Natural-language object grounding data:
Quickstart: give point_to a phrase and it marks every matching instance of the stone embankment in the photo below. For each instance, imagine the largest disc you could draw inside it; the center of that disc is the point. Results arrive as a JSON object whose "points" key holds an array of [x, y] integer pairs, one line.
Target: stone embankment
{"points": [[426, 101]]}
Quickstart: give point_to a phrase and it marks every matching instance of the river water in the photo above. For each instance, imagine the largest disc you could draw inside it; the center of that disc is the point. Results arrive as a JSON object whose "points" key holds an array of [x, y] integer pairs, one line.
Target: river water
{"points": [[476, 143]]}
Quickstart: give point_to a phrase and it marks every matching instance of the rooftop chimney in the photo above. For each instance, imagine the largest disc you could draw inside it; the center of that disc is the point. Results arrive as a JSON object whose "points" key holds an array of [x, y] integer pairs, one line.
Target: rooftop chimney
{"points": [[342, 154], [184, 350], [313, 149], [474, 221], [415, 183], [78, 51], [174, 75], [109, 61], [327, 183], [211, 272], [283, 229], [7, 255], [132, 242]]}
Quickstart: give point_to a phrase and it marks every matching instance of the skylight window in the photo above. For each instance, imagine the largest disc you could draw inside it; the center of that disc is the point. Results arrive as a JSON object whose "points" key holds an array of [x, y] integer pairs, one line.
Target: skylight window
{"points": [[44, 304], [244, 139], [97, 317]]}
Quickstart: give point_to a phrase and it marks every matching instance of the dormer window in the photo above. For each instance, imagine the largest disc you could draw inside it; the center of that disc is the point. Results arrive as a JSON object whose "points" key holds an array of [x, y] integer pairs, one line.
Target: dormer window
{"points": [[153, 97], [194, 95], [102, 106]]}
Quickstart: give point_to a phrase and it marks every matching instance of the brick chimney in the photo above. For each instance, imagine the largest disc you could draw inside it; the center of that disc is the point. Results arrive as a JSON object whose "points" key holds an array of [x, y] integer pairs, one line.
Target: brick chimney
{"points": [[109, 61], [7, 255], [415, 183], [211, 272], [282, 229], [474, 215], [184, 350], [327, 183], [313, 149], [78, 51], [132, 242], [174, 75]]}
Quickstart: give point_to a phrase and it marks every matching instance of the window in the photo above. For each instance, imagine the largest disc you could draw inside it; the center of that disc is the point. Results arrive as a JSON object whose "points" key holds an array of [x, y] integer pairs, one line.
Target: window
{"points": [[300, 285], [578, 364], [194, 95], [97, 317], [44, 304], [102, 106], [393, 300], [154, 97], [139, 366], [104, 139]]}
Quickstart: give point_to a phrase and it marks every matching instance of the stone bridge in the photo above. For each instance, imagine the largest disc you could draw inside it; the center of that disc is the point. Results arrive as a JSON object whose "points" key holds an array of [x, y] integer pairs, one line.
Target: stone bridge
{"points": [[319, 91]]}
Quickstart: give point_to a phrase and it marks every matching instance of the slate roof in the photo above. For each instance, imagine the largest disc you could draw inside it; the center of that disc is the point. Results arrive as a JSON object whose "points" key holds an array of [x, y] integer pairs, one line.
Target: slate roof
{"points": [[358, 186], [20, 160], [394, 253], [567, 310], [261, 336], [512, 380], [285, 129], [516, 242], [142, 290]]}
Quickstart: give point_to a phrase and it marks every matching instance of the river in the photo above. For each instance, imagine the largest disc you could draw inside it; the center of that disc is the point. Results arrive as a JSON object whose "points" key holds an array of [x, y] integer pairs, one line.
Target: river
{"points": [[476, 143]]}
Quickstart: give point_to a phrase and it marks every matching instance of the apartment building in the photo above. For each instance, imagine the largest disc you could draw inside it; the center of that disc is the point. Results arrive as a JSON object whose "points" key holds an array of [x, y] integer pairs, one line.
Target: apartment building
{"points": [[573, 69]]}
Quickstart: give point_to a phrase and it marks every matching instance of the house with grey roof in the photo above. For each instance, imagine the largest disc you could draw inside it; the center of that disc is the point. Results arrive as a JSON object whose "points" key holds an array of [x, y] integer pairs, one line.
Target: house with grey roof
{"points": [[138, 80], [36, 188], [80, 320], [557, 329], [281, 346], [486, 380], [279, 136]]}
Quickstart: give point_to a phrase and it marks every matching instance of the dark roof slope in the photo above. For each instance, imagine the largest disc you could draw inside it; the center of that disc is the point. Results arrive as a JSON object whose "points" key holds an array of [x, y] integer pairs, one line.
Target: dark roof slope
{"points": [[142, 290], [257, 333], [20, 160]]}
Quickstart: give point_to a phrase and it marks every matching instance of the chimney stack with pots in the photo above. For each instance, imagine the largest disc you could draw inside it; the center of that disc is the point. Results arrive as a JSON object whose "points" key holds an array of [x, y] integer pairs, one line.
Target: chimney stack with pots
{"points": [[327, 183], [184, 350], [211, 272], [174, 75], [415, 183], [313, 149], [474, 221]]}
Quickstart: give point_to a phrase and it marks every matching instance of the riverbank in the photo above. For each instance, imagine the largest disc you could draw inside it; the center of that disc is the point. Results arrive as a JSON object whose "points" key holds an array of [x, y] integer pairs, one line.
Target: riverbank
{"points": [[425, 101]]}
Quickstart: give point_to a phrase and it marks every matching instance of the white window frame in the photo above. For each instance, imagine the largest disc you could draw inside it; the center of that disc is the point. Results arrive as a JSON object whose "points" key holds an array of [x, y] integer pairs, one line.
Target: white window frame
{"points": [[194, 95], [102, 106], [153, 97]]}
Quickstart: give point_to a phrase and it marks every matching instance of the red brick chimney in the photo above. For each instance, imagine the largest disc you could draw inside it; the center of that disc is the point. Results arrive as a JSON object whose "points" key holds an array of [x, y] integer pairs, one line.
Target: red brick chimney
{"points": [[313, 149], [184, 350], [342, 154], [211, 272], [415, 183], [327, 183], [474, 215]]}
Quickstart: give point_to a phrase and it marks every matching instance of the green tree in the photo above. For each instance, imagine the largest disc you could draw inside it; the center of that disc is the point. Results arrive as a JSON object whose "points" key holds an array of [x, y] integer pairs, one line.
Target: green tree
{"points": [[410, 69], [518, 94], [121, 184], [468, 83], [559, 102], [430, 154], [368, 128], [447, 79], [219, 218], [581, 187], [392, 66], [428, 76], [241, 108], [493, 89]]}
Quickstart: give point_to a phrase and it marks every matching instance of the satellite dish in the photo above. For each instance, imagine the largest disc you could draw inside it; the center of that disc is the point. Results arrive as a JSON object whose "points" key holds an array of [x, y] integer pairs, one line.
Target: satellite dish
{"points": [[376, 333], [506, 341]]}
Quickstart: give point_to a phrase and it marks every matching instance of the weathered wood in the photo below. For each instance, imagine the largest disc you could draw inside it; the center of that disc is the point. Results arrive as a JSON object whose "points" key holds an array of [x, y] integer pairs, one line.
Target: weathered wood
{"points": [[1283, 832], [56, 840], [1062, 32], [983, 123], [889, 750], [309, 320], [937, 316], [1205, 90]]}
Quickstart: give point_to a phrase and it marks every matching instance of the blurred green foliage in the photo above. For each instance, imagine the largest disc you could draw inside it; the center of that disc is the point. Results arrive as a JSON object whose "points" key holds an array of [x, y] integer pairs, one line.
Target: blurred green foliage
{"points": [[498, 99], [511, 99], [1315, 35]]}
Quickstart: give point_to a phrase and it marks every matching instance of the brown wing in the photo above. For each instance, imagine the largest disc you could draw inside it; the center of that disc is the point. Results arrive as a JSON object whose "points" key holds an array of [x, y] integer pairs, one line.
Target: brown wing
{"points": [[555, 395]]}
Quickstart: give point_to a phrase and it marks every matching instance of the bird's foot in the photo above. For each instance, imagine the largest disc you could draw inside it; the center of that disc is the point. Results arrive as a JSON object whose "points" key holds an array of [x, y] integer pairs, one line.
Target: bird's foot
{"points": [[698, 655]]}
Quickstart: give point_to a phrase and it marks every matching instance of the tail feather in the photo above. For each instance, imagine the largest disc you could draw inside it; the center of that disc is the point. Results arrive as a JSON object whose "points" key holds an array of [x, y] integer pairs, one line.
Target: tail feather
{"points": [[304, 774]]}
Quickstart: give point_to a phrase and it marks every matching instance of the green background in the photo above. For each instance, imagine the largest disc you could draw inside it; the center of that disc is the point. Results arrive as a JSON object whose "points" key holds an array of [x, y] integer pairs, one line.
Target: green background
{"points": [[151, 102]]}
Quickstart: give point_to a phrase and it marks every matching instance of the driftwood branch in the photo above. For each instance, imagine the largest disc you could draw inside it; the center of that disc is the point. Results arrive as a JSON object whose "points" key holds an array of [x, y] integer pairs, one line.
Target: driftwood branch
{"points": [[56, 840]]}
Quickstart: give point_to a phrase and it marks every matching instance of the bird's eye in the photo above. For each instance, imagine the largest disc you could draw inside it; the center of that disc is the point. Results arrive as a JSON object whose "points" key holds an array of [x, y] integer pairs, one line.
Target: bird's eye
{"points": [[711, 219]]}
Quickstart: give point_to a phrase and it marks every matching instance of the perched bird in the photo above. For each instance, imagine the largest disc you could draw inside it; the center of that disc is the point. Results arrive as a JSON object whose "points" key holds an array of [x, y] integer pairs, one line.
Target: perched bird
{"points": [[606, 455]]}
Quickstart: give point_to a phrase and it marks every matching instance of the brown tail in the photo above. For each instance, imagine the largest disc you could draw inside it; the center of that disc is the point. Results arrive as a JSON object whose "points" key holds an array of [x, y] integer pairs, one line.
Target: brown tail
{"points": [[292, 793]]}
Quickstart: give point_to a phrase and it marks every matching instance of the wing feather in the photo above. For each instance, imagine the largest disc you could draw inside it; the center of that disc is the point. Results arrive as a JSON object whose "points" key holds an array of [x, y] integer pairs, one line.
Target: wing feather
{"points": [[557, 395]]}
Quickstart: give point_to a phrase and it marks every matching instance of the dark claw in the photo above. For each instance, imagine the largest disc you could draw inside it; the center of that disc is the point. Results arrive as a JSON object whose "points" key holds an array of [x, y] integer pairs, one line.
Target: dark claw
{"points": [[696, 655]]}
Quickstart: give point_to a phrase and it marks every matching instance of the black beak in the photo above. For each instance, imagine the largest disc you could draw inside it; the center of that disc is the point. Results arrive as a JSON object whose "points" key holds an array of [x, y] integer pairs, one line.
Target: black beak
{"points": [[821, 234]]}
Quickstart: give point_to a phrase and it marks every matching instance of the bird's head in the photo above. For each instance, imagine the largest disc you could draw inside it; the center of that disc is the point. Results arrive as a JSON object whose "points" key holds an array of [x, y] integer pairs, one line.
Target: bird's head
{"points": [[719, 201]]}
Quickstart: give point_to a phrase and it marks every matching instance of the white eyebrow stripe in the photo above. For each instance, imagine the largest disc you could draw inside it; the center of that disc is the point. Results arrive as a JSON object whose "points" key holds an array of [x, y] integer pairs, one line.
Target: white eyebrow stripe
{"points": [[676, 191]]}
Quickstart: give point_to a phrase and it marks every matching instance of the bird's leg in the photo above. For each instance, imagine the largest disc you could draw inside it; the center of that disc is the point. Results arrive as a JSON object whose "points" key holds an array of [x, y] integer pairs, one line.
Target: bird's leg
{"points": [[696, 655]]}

Directions:
All lines above between those holding "Target: bird's eye" and "of the perched", inclusive, must be set down unchanged, and no other line may be included.

Answer to this problem:
Target: bird's eye
{"points": [[711, 219]]}
Quickstart: give point_to a phrase and it marks every matching instance of the perched bird in the photo above. For each instance, imagine the largest disc you could draw inside it; the center of that disc is the point. Results arrive as a JSON object whose "points" key holds an array of [x, y] integer pairs, one line.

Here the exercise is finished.